== Written exercise 1 ==
Write out every one of the rows below as a numbered list, leaving out any blank lines.

== Source passage ==
“One’s
literary taste probably always begins in prejudice and instinctive allegiances.”
How does one
move from obsessive reading and rereading of Edgar Rice Burroughs, to uncomprehendingly
consuming the pornography of William Burroughs, to violently rejecting both in
favor, at age sixteen, of a new but lasting devotion to Chekhov and Henry James,
all in the span of less than four years? Hormones are part of the explanation. An
evolving capacity for pleasure and a willingness to challenge one’s stubborn laziness
and ignorance. In short, a general maturation, involuntary and otherwise. The
evolution I describe is mine but some readers will recognize in it their own readerly
rites of passage.
The excerpt
quoted at the top is from a letter Anthony Hecht wrote on Aug. 21, 1992, to
Alan Hollinghurst, then deputy editor of the Times Literary Supplement. The subject is Tennyson but the name of
almost any writer with whom we have a history might be substituted. My own
dealings with Tennyson reflect Hecht’s in a funhouse mirror. “Like many others
of my generation in America, I was initially put off by my sense of Tennyson as
the `representative’ and `approved’ Victorian poet, whom the Queen herself
admired—a fact that filled me with complete distrust.” After all, nothing is
more dubious when it comes to books (and most everything else) than official approval.

== Given information ==

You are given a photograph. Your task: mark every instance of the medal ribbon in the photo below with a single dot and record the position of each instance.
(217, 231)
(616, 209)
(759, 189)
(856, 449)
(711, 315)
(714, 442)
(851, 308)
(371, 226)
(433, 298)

== Written exercise 2 ==
Translate this sentence from the passage on literary taste into Spanish: "After all, nothing is more dubious when it comes to books (and most everything else) than official approval."

== Answer 1 ==
1. You are given a photograph. Your task: mark every instance of the medal ribbon in the photo below with a single dot and record the position of each instance.
2. (217, 231)
3. (616, 209)
4. (759, 189)
5. (856, 449)
6. (711, 315)
7. (714, 442)
8. (851, 308)
9. (371, 226)
10. (433, 298)

== Answer 2 ==
Al fin y al cabo, nada es más dudoso, cuando se trata de libros (y de casi todo lo demás), que la aprobación oficial.